Write down each entry again, exactly as it reads.
START
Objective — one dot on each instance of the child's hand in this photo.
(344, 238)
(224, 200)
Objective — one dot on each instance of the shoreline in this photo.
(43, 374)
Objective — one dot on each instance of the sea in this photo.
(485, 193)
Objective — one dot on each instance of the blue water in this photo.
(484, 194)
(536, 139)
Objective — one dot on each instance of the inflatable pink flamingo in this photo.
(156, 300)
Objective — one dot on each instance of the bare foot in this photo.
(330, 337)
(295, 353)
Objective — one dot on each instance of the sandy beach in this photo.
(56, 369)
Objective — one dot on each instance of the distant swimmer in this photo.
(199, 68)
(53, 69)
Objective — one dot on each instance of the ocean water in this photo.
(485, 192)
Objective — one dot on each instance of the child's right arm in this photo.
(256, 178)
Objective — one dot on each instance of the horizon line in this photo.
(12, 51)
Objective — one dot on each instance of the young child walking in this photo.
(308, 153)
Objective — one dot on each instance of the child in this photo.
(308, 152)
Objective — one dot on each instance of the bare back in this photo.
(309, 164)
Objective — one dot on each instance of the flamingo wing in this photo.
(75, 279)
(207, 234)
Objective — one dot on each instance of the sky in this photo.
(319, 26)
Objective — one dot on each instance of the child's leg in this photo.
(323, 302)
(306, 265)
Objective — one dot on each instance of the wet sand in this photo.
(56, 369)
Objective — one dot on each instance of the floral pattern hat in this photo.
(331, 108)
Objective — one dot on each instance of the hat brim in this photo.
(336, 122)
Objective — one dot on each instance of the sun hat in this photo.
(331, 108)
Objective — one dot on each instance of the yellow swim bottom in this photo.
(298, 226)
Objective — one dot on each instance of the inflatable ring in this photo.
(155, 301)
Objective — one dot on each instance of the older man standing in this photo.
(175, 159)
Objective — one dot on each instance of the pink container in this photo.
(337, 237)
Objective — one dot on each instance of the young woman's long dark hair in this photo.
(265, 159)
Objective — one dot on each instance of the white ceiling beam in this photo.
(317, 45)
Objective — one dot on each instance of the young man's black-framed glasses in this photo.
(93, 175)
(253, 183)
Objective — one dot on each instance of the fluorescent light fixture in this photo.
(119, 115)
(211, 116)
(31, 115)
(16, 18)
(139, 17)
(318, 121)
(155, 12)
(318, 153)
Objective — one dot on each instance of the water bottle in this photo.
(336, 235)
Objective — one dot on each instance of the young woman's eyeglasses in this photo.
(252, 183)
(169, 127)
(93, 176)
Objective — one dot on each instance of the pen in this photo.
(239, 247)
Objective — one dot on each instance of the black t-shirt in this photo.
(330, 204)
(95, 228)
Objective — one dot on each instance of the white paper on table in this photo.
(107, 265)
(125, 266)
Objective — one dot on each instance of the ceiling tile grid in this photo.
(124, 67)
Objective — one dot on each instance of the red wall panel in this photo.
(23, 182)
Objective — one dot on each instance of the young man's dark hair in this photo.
END
TASK ANSWER »
Objective — one dot on each instance of the child's hand in this photo.
(344, 238)
(224, 200)
Objective — one dot on each instance of the shoreline in this photo.
(43, 374)
Objective — one dot on each instance of the sea in this photo.
(485, 193)
Objective — one dot on each instance of the blue water in this photo.
(484, 194)
(536, 139)
Objective — one dot on each instance of the inflatable pink flamingo in this photo.
(156, 300)
Objective — one dot on each instance of the bare foot in this photo.
(330, 337)
(295, 353)
Objective — one dot on each instance of the sandy beach in this photo.
(56, 369)
Objective — one dot on each instance of the distant swimmer in this photo.
(199, 68)
(53, 69)
Objective — one dot on each instance of the ocean water in this photo.
(485, 192)
Objective — one dot on each instance of the child's right arm in this photo.
(256, 178)
Objective — one dot on each instance of the horizon line in this photo.
(12, 51)
Objective — one dot on each instance of the young child walking in this photo.
(308, 153)
Objective — one dot on each instance of the child in this photo.
(308, 152)
Objective — one dot on each instance of the bare back in this photo.
(309, 164)
Objective — one dot on each instance of the flamingo wing in this photo.
(75, 279)
(207, 234)
Objective — one dot on each instance of the sky in this photo.
(319, 26)
Objective — one dot on each instance of the child's leg in this photo.
(323, 302)
(306, 265)
Objective — one dot on each instance of the wet sand in this photo.
(56, 369)
Objective — one dot on each instance of the floral pattern hat in this photo.
(331, 108)
Objective — one dot on each instance of the hat brim in this photo.
(336, 122)
Objective — one dot on each instance of the sun hat in this photo.
(331, 108)
Objective — one dot on each instance of the yellow swim bottom in this photo.
(298, 226)
Objective — one dot on each instance of the inflatable ring in this photo.
(155, 301)
Objective — one dot on each instance of the older man standing in this photo.
(175, 159)
Objective — one dot on each instance of the pink container in this photo.
(337, 237)
Objective — one dot on each instance of the young woman's long dark hair in this photo.
(265, 159)
Objective — one dot on each instance of the white ceiling beam in this photo.
(317, 45)
Objective — one dot on each instance of the young man's black-framed glasses in this photo.
(93, 175)
(253, 183)
Objective — one dot on each instance of the fluorescent light fixture in this photo.
(119, 115)
(211, 116)
(31, 115)
(16, 18)
(139, 17)
(318, 121)
(155, 12)
(318, 153)
Objective — one dot on each instance of the water bottle in this photo.
(336, 235)
Objective — one dot on each instance of the young woman's eyeglasses in this photo.
(252, 183)
(169, 127)
(93, 176)
Objective — one dot on each instance of the pen in this photo.
(239, 247)
Objective — one dot on each instance of the black t-shirt in this photo.
(330, 204)
(95, 228)
Objective — one dot on each instance of the white paper on table in this photo.
(107, 265)
(125, 266)
Objective — one dot on each instance of the ceiling tile grid in this photo.
(124, 67)
Objective — one dot on each instance of the red wall panel in this photo.
(23, 182)
Objective — one dot on each instance of the young man's dark hair in this photo.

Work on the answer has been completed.